Requirements -
#1 In the bitcoin ETF article below, write out everything from "- A spot bitcoin" down to "for the market.", renaming "SEC" as "Securities and Exchange Commission" wherever it occurs.
#2 Please copy, word for word, everything in the listing from the line that contains "the green circle" down to the line that contains "6 0 819 667", with both of those lines included.

Document segment -
________________________

- A spot bitcoin ETF could potentially come to market this year after the SEC recently approved a futures-based bitcoin ETF filed under the ’33 Act.
- ETF experts from Grayscale and Bitwise explain why that may be the case despite the SEC’s history of rejecting spot bitcoin ETF applications.
- They also share why the recent race to launch short bitcoin futures ETFs is a good thing for the market.
After the launch of the first US bitcoin futures ETF in October propelled the largest cryptocurrency to an all-time high of nearly $ 69,000 and saw more than $ 1 billion inflows to the fund in just two days, the potential approval of a spot bitcoin ETF this year has become a critical catalyst not only for the price of bitcoin but also for the asset managers with skin in the game.
The high-stakes race to launch the first spot bitcoin ETF has been heating up recently with the approval of the Teucrium Bitcoin Futures Fund, which was filed under the Securities Act of 1933. Prior to this, the Securities and Exchange Commission has only allowed futures -based bitcoin ETFs filed under the Investment Company Act of 1940 to come to market. To date, the regulatory agency has denied all applications for a spot bitcoin ETF, which would fall under the ’33 Act.
In all the approval and denial orders, the SEC staff has consistently made the point that the ’40 Act structure provides additional protections to investors versus the ’33 Act structure. By approving the ’33 Act product, the SEC is essentially sending a message to the market that they have become more comfortable with the structure that would underpin a physically-backed bitcoin ETF, according to Dave LaValle, global head of ETFs at Grayscale Investments.
“That ’33 Act approval for Teucrium Bitcoin Futures Fund was a big deal because it really shows us and shows the market that the SEC has gotten comfortable with the structure of the ’33 Act versus ’40 Act from an investor protection perspective,” LaValle , a 20-year ETF veteran who served as the CEO of Alerian, told Insider in an interview.
In previous denial orders, the SEC also raised concerns about the prospect of fraudulent and manipulative acts in the underlying market and the lack of surveillance-sharing agreements with a regulated market of significant size related to bitcoin.
“For those concerns, we go back to our initial point, which is the underlying bitcoin spot market is inextricably tied to the bitcoin futures market. Therefore, if you are comfortable with the futures market, you must be comfortable with the underlying market,” he said.
Grayscale Investments, which runs the world’s largest bitcoin fund – the $ 26 billion Grayscale Bitcoin Trust (GBTC), filed to convert GBTC into a bitcoin spot ETF in October.
Since March last year, the trust has been trading at a discount. This means that GBTC investors, who are subject to a six-month lockup period, are effectively losing money compared to those buying bitcoin directly in the open market.

________________________

Supplied entries -
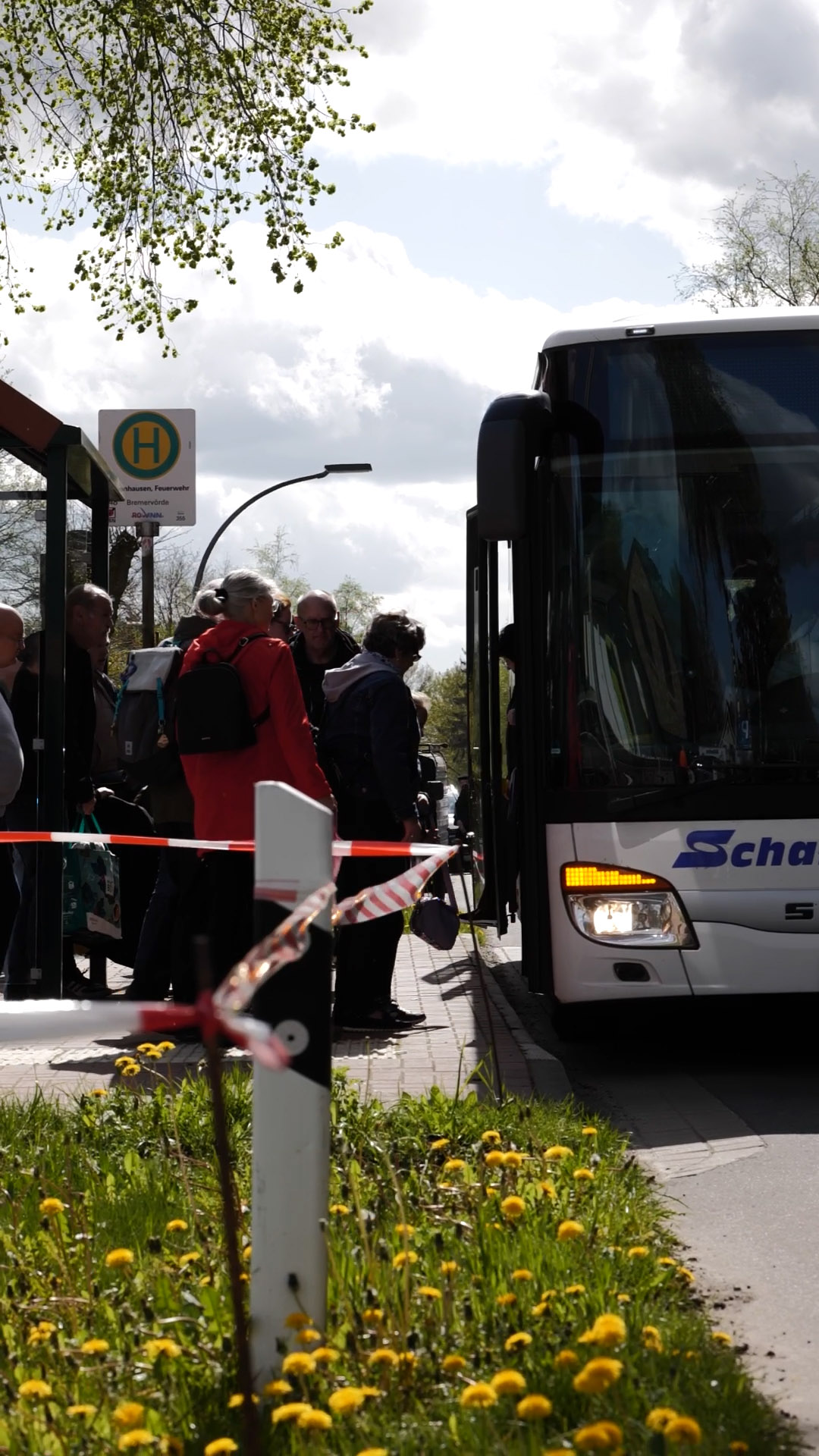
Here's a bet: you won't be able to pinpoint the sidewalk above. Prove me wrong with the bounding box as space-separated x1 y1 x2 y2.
0 935 568 1102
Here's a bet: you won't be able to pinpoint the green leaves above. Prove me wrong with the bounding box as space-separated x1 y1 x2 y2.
0 0 372 355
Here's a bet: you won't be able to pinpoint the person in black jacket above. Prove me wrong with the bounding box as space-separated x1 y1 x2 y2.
290 590 359 731
319 611 424 1031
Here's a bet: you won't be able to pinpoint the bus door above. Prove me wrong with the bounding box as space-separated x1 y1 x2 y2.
466 508 509 935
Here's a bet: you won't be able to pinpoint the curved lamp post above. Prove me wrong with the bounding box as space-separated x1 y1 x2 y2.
194 464 373 597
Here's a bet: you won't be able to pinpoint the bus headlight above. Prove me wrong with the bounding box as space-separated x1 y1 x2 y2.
561 864 697 949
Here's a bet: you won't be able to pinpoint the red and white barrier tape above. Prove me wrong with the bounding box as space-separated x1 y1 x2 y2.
0 828 446 859
0 836 456 1072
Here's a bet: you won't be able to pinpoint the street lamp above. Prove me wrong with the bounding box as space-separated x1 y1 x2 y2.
194 464 373 597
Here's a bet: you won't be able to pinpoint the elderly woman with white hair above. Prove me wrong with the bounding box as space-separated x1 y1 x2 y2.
179 571 334 978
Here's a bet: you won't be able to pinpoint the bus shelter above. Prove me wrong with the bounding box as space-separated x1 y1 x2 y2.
0 381 122 996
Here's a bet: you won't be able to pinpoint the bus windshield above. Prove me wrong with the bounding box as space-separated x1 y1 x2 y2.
547 332 819 788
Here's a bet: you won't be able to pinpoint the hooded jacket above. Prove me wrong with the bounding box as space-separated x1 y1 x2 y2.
179 620 329 839
319 652 419 821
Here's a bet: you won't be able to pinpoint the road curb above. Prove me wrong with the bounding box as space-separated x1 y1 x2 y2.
481 954 571 1102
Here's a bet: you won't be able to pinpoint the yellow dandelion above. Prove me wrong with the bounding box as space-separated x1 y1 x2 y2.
577 1315 625 1347
574 1421 623 1451
313 1345 341 1364
460 1380 497 1410
271 1401 312 1426
663 1415 702 1446
514 1395 552 1421
17 1380 51 1401
326 1385 366 1415
367 1347 398 1367
440 1356 466 1374
296 1408 332 1431
392 1249 419 1269
645 1405 676 1431
281 1350 316 1374
39 1198 67 1219
557 1219 586 1244
117 1427 156 1451
105 1249 134 1269
143 1339 182 1360
571 1356 623 1395
111 1401 144 1426
490 1370 526 1395
555 1350 580 1370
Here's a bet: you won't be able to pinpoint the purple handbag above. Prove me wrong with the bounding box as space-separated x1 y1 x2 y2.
410 864 460 951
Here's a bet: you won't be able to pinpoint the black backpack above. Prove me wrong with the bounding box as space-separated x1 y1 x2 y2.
112 646 182 789
175 632 270 753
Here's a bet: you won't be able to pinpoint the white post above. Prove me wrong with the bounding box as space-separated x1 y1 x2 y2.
251 783 332 1386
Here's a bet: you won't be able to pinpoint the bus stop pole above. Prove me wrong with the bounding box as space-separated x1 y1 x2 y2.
251 783 334 1386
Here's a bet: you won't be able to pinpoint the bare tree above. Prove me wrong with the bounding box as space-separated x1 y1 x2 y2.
676 171 819 309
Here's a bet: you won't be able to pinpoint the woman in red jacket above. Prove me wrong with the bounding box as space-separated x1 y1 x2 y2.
179 571 334 980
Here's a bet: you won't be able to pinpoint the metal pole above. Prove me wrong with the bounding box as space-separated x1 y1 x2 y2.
136 521 158 646
251 783 332 1386
38 446 71 996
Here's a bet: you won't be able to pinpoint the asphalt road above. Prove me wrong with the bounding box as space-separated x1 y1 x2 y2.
486 927 819 1451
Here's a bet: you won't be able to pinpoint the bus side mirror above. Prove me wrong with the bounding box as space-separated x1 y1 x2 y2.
478 391 552 541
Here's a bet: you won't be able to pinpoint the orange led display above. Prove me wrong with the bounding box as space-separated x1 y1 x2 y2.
563 864 666 890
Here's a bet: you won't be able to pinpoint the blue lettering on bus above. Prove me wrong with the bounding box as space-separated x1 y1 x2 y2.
672 828 817 869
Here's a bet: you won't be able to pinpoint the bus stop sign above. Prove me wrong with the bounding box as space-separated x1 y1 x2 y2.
99 410 196 526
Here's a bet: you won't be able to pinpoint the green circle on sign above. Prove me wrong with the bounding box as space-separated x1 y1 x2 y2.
114 410 182 481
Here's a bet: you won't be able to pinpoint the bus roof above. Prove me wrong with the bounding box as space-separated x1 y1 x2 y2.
544 304 819 350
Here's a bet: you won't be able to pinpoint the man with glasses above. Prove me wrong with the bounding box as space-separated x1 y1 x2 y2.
290 588 359 730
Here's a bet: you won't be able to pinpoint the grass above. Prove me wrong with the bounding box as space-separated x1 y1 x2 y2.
0 1072 799 1456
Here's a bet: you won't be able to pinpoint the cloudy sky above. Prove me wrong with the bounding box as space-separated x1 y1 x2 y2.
6 0 819 667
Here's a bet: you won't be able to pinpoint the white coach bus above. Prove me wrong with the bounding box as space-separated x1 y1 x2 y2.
468 310 819 1005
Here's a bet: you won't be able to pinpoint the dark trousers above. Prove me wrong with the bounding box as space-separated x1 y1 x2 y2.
167 850 255 1005
125 823 199 1002
334 796 408 1021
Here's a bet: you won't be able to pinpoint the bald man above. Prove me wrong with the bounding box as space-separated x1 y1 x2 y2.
290 588 359 728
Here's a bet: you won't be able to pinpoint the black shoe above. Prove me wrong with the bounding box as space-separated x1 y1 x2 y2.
63 973 114 1000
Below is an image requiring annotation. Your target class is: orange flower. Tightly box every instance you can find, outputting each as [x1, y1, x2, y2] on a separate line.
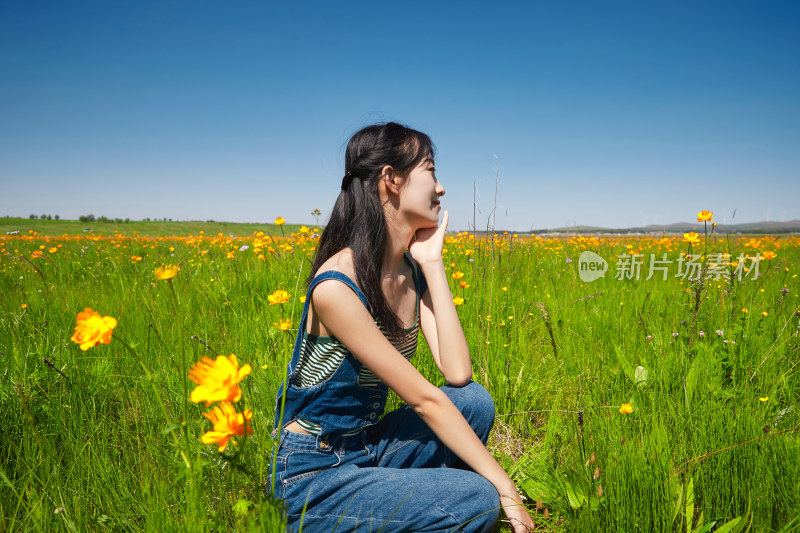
[189, 354, 250, 407]
[267, 289, 292, 305]
[272, 318, 293, 331]
[70, 307, 117, 352]
[697, 209, 714, 222]
[155, 265, 181, 281]
[683, 231, 700, 244]
[200, 402, 253, 453]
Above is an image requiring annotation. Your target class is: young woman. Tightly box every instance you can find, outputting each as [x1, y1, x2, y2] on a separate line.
[273, 123, 533, 533]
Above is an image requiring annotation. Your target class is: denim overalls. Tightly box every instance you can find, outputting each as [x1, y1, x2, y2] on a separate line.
[273, 263, 500, 533]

________________________

Expected responses -
#1
- A spot bitcoin ETF could potentially come to market this year after the Securities and Exchange Commission recently approved a futures-based bitcoin ETF filed under the ’33 Act.
- ETF experts from Grayscale and Bitwise explain why that may be the case despite the Securities and Exchange Commission’s history of rejecting spot bitcoin ETF applications.
- They also share why the recent race to launch short bitcoin futures ETFs is a good thing for the market.

#2
Here's a bet: you won't be able to pinpoint the green circle on sign above. Prove me wrong with the bounding box as space-separated x1 y1 x2 y2.
114 410 182 481
Here's a bet: you won't be able to pinpoint the bus roof above. Prove me wrong with the bounding box as space-separated x1 y1 x2 y2.
544 304 819 350
Here's a bet: you won't be able to pinpoint the man with glasses above. Prove me wrong with the bounding box as space-separated x1 y1 x2 y2.
290 588 359 730
Here's a bet: you won't be able to pinpoint the grass above. Prove me wrong with the bounding box as space-separated x1 y1 x2 y2.
0 1072 799 1456
Here's a bet: you won't be able to pinpoint the cloudy sky above. Prove me wrong with the bounding box as space-separated x1 y1 x2 y2.
6 0 819 667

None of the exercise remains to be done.